▶ **Work order**: For the entries below, the expected answer is the line with "column 142, row 65", the line with "column 70, row 83", and every line between them, exactly as written, and nothing more.

Records from a collection

----------------------------------------

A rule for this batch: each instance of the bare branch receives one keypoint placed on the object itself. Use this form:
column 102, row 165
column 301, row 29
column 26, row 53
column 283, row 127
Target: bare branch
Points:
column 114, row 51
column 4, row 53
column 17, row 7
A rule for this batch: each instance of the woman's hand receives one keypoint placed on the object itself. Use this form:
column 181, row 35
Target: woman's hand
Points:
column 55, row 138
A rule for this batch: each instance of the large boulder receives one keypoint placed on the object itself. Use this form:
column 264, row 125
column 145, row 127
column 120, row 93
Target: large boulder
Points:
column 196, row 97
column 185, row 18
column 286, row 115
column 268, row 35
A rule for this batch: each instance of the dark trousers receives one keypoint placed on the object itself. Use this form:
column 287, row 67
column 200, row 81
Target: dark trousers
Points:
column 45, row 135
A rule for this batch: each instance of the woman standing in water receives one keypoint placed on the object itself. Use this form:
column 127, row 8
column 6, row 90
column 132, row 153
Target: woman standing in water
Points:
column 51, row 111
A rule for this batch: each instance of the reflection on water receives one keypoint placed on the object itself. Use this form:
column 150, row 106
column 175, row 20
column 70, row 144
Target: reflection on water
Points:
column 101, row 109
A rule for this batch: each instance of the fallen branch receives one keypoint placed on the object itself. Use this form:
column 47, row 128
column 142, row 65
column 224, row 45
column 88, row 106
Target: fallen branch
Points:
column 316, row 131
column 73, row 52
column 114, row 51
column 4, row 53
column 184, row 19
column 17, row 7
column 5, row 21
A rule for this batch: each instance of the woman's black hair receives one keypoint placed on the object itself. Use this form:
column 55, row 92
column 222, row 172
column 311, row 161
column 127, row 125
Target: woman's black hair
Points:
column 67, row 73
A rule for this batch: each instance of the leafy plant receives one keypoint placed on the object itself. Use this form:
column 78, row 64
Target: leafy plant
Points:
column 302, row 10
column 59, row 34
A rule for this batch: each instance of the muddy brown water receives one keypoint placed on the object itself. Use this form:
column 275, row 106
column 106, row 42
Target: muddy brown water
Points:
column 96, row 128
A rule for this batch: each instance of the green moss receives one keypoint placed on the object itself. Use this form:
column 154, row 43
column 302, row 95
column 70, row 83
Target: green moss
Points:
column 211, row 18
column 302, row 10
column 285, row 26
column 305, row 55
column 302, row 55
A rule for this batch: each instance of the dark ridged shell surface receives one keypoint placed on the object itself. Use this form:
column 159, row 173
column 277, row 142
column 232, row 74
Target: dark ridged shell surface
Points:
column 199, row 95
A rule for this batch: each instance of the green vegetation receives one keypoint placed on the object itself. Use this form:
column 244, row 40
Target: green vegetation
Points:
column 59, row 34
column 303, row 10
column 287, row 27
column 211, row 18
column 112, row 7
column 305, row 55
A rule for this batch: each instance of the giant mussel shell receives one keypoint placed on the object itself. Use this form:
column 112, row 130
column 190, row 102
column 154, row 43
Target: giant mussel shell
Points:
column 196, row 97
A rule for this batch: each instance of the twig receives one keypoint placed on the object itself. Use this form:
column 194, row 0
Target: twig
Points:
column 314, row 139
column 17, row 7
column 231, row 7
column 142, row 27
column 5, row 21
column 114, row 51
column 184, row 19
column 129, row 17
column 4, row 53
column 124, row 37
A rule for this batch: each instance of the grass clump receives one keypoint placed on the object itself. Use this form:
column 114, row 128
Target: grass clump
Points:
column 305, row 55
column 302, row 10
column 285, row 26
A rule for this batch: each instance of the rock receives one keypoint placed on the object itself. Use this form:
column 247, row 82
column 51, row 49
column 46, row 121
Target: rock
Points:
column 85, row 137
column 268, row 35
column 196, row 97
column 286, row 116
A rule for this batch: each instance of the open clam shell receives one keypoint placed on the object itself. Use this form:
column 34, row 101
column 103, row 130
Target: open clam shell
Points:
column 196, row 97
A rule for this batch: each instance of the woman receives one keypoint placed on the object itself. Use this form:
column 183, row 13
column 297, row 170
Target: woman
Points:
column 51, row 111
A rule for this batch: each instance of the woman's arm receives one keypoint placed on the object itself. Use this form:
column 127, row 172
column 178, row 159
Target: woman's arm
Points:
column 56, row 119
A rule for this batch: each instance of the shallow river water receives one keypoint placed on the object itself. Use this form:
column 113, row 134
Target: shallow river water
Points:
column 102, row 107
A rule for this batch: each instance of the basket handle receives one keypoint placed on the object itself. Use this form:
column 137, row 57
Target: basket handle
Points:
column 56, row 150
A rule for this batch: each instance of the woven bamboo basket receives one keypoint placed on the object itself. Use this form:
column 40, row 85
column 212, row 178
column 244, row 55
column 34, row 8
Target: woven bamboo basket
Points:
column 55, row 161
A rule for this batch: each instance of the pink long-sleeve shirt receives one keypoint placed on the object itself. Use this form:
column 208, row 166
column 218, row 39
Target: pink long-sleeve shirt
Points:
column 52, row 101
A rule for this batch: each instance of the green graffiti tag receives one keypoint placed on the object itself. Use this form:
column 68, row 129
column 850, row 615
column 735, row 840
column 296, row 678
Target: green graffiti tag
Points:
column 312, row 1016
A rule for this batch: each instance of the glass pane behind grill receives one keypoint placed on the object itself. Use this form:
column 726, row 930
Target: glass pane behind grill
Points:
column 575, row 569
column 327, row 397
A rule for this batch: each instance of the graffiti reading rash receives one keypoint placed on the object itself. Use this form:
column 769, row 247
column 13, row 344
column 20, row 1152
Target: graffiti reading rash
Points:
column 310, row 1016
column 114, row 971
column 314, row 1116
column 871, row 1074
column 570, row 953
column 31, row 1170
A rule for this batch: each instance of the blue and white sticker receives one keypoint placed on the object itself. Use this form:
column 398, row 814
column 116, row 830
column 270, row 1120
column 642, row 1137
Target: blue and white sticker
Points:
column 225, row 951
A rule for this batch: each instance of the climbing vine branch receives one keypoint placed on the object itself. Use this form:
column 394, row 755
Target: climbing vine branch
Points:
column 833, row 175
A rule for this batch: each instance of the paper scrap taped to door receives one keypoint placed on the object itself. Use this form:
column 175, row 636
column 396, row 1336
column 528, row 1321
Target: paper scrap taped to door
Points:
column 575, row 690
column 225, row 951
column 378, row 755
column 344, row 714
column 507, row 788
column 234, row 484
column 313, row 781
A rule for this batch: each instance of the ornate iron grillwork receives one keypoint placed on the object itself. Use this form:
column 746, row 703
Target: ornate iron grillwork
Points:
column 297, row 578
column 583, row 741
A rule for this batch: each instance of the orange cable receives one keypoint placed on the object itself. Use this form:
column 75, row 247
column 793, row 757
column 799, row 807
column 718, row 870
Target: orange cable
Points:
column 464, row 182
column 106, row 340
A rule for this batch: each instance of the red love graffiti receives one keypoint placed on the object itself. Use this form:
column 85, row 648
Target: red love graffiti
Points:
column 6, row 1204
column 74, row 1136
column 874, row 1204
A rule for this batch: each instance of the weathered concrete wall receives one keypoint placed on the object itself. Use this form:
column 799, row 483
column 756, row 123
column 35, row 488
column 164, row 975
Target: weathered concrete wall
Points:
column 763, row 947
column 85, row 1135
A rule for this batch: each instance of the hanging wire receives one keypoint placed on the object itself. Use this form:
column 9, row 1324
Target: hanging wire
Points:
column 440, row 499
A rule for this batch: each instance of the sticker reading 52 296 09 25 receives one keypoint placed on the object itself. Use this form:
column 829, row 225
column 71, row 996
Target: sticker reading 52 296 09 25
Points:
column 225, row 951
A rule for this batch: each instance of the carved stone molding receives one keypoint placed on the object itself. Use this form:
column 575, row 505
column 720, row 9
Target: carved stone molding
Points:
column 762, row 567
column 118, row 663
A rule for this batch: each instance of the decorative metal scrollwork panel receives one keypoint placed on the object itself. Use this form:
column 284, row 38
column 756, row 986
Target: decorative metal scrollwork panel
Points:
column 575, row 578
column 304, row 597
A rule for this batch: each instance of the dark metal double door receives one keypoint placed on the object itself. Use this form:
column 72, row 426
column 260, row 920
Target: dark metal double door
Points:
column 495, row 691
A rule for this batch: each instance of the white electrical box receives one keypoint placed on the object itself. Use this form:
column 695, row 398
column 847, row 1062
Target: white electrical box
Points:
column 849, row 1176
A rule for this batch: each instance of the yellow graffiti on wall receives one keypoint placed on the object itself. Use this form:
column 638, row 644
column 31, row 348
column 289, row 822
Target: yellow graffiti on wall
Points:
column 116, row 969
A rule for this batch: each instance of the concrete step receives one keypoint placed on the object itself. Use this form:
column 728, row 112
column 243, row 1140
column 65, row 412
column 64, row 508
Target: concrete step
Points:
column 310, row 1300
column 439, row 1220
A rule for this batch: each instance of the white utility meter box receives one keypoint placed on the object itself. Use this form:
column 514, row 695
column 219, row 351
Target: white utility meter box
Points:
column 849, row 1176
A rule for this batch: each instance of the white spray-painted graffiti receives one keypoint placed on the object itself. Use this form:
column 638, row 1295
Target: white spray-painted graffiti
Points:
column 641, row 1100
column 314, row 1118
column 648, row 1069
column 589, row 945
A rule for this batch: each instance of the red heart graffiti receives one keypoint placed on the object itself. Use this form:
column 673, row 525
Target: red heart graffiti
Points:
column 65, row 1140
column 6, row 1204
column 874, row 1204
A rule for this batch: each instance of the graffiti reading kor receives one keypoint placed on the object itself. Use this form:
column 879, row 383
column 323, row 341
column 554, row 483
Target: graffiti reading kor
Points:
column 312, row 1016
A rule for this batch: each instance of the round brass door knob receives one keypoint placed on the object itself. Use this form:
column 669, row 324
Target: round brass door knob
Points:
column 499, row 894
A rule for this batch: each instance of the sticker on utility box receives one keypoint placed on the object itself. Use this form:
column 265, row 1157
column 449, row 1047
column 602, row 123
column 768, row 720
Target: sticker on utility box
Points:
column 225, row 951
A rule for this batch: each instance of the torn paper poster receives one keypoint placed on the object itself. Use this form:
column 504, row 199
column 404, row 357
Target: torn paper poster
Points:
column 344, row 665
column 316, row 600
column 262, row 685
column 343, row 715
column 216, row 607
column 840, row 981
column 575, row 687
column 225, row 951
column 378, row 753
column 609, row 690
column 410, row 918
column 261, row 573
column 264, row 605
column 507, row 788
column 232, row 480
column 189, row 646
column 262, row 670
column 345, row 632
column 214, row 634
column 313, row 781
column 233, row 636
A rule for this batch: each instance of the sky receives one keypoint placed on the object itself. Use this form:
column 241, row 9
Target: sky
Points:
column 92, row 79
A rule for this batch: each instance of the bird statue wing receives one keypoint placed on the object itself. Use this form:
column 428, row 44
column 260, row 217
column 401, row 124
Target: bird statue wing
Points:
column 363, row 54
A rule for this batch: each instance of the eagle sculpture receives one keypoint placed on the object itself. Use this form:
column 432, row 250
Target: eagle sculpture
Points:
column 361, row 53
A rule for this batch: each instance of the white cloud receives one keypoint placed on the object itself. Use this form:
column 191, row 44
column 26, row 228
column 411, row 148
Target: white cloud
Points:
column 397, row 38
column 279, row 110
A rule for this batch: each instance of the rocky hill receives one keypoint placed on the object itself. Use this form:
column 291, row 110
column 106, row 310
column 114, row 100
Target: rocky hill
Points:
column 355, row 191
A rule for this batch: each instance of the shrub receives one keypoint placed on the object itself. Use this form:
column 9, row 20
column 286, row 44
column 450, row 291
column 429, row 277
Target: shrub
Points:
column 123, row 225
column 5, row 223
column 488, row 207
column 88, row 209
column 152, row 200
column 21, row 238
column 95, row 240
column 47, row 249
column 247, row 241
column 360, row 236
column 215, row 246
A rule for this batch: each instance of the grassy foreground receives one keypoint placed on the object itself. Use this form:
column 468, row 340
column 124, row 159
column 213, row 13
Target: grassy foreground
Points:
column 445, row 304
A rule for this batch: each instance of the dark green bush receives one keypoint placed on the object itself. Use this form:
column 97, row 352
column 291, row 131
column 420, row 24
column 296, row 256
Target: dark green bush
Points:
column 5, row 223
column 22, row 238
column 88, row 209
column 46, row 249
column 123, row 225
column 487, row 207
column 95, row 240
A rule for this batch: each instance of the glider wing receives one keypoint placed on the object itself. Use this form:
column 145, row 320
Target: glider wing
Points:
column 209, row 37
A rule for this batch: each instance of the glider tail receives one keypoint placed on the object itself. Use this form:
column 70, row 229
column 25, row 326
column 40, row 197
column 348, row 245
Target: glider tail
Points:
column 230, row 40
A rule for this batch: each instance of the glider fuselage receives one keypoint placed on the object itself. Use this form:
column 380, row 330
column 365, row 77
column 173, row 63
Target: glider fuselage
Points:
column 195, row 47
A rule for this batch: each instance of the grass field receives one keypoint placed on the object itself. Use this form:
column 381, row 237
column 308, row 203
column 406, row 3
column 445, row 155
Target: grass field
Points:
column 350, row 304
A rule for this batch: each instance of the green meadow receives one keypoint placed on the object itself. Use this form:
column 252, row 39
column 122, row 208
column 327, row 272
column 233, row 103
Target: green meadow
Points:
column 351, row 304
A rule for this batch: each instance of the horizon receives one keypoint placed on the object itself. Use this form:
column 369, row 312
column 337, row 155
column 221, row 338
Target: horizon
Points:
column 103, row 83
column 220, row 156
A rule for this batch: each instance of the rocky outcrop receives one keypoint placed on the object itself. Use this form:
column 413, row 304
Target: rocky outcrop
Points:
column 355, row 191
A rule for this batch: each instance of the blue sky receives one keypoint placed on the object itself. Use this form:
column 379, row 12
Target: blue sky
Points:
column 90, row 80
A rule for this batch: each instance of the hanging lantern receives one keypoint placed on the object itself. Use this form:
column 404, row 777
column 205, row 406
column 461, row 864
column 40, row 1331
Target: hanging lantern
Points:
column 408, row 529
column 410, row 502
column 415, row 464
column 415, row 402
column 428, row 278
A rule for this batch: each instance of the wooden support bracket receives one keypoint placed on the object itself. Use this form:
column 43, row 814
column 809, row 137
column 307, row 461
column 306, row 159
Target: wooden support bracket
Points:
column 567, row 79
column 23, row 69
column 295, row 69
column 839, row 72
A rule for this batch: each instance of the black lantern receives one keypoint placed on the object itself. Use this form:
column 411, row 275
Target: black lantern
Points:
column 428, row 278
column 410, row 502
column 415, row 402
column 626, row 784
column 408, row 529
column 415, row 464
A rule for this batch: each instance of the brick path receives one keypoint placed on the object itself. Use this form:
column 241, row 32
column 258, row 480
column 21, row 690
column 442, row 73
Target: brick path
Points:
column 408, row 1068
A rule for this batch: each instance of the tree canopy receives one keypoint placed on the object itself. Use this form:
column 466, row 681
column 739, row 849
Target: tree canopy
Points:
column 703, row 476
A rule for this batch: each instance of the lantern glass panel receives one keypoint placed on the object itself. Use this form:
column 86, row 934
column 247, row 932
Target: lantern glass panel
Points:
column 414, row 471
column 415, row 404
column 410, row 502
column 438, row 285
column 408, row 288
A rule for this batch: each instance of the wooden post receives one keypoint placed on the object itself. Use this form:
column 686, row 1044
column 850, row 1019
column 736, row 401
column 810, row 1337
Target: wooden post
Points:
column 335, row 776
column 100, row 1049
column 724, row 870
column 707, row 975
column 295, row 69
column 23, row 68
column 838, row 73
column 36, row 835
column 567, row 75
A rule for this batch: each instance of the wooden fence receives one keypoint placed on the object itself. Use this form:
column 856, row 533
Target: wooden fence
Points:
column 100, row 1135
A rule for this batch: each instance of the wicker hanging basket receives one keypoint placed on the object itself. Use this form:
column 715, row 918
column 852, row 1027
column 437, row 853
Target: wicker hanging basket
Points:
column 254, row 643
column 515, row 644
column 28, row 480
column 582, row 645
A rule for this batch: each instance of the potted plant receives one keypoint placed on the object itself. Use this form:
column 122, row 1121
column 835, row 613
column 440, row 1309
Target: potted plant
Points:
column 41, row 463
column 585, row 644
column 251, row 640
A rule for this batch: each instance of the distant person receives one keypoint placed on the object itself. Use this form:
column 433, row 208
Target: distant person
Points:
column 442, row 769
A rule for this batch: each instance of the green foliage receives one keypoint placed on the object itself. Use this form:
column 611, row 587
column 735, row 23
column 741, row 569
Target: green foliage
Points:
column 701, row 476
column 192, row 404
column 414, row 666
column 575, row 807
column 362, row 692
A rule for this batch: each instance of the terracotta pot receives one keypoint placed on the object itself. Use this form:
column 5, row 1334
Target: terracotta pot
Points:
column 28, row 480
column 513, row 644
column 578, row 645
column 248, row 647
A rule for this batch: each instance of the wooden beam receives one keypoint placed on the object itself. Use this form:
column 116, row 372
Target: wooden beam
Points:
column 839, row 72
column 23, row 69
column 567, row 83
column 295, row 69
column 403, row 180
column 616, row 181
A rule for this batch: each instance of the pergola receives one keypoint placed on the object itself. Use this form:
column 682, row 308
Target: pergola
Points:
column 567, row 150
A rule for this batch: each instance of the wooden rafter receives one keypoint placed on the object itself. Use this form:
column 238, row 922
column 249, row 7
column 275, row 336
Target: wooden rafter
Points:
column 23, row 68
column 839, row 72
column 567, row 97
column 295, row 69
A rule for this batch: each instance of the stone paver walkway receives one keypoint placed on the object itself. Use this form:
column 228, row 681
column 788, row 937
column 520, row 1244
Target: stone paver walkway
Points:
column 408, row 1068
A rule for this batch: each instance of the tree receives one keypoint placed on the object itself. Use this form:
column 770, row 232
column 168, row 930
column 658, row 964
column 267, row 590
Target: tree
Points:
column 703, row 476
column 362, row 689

----------------------------------------

▶ **Output for this task**:
column 142, row 65
column 224, row 45
column 88, row 106
Target: fallen branch
Points:
column 316, row 131
column 73, row 52
column 114, row 51
column 4, row 53
column 184, row 19
column 17, row 7
column 5, row 21
A rule for this batch: each instance of the woman's black hair receives one keypoint placed on the object itself. Use this form:
column 55, row 92
column 222, row 172
column 311, row 161
column 127, row 125
Target: woman's black hair
Points:
column 67, row 73
A rule for this batch: each instance of the leafy plant receives one keypoint placed on the object itself. Use this form:
column 78, row 64
Target: leafy plant
Points:
column 302, row 10
column 59, row 34
A rule for this batch: each instance of the muddy brown water receives one keypoint placed on the object itself. Use this form:
column 275, row 106
column 106, row 42
Target: muddy brown water
Points:
column 96, row 128
A rule for this batch: each instance of the green moss receives one keypoint placed on the object itself. Use this form:
column 154, row 43
column 302, row 95
column 70, row 83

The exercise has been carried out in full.